▶ _Problem to work on_
Render each line of the listing below as a numbered list. Skip blank lines and leave out any pictures.

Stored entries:
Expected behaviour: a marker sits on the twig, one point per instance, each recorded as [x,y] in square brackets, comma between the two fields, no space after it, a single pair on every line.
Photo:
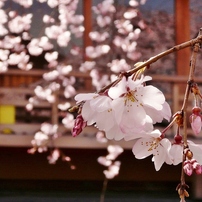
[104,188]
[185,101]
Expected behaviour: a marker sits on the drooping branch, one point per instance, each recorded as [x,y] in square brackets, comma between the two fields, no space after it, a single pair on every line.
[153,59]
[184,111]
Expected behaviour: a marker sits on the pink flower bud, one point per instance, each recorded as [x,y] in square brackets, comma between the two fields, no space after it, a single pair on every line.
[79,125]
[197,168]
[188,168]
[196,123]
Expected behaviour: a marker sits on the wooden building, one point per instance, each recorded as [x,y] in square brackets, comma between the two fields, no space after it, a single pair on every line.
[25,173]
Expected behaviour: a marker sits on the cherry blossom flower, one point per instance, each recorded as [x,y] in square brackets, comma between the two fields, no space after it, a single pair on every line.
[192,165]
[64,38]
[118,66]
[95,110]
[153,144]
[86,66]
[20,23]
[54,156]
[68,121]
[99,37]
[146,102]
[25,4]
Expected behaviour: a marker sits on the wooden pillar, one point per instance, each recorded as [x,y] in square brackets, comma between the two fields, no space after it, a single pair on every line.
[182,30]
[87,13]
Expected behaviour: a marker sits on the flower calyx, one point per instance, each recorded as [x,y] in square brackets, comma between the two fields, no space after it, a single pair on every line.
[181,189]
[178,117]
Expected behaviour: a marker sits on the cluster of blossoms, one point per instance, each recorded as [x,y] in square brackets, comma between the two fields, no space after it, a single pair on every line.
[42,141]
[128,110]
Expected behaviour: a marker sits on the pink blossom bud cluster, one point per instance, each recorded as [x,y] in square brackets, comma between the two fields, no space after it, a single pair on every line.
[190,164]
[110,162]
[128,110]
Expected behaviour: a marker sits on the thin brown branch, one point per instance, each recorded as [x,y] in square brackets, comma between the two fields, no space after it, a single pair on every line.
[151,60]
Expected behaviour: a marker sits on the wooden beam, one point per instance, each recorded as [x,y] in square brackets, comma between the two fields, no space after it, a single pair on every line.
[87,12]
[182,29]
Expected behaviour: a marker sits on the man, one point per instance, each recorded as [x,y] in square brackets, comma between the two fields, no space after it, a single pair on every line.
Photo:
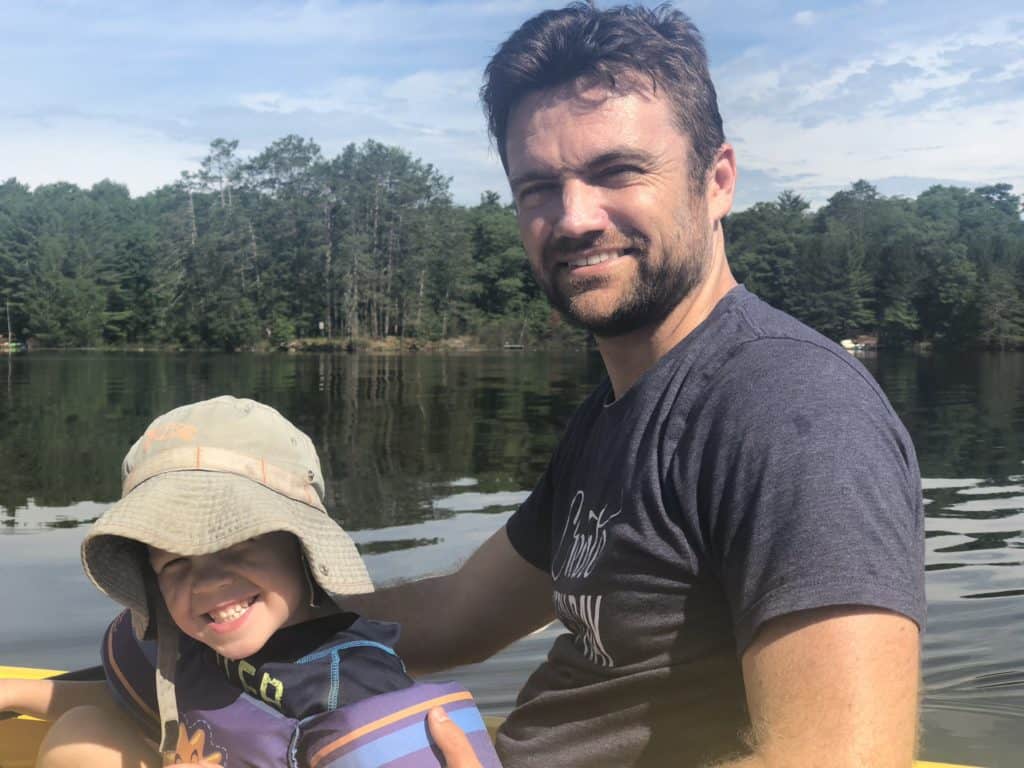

▶ _Right answer_
1. Expected behaviour: a marker sits on the twig, one point per instance, each recorded as [x,y] in square brackets, comma between the two fields, no space after it, a single pair on every line.
2. Photo:
3. [104,188]
4. [185,101]
5. Expected behaviour: a marker sits on the drooping branch, one point per instance, each recorded as [x,y] in square brackets, comma between the two fields, no space after it, a single pair on every line.
6. [153,59]
7. [184,111]
8. Expected behaviour: a marker sits on the pink flower bud, one point per instance, each recorded as [x,y] in square brackets, comma between the two fields, no space after it, a single pair on every line.
9. [79,125]
10. [197,168]
11. [188,168]
12. [196,123]
13. Expected behaviour: a marker sits on the wooden building, one point per instance, each recorded as [x,y] in square brackets, comma between the two fields, no space after it, a single pair on every line.
14. [25,173]
15. Expected behaviour: a marker sits on the cherry blossom flower, one point per instance, each recorded as [x,y] in square brackets, comma between the two fields, no space after it, a single pair on every line.
16. [192,165]
17. [64,38]
18. [118,66]
19. [95,110]
20. [153,144]
21. [86,66]
22. [20,23]
23. [54,156]
24. [68,121]
25. [99,37]
26. [146,102]
27. [25,4]
28. Expected behaviour: a marker sits on the wooden pillar, one point per instance, each recorded as [x,y] in square brackets, comma between the two fields, no space after it, a single pair on every line.
29. [182,30]
30. [87,13]
31. Expected behaviour: a marker sits on the flower calyx, one point per instance, each recorded as [x,y] in square brackets, comma between the two fields, no space after it, a single pair on every line.
32. [181,189]
33. [178,117]
34. Expected behaviour: a marker sits on the cluster of blossoms, one point per instance, each recorded as [x,y] in square brackets, comma between the two fields, no space after it, a single pair on every line.
35. [42,141]
36. [128,110]
37. Expected behaviour: a marker sits on the pink blossom bud cluster, one point per instance, each recorded as [x,y] in square brackets, comma between the two fields, no space after it, a single pair on every line.
38. [190,164]
39. [110,162]
40. [128,110]
41. Expected behaviour: a marker sits on the thin brown branch, one point per instance, each recorded as [x,y] in square brackets, comma between the two fields, no space after it, a single pair on every line.
42. [151,60]
43. Expected behaviour: a marker sits on the wooden beam, one point per instance, each recorded as [x,y] in square brackets, comma between the two fields, no space after it, a single pair on every line.
44. [87,12]
45. [182,29]
46. Expected behaviour: a marker sits on the man, one point per instance, each recorded as [x,y] in square brackets, comma between the two fields, no space after it, a single pair on every line.
47. Photo:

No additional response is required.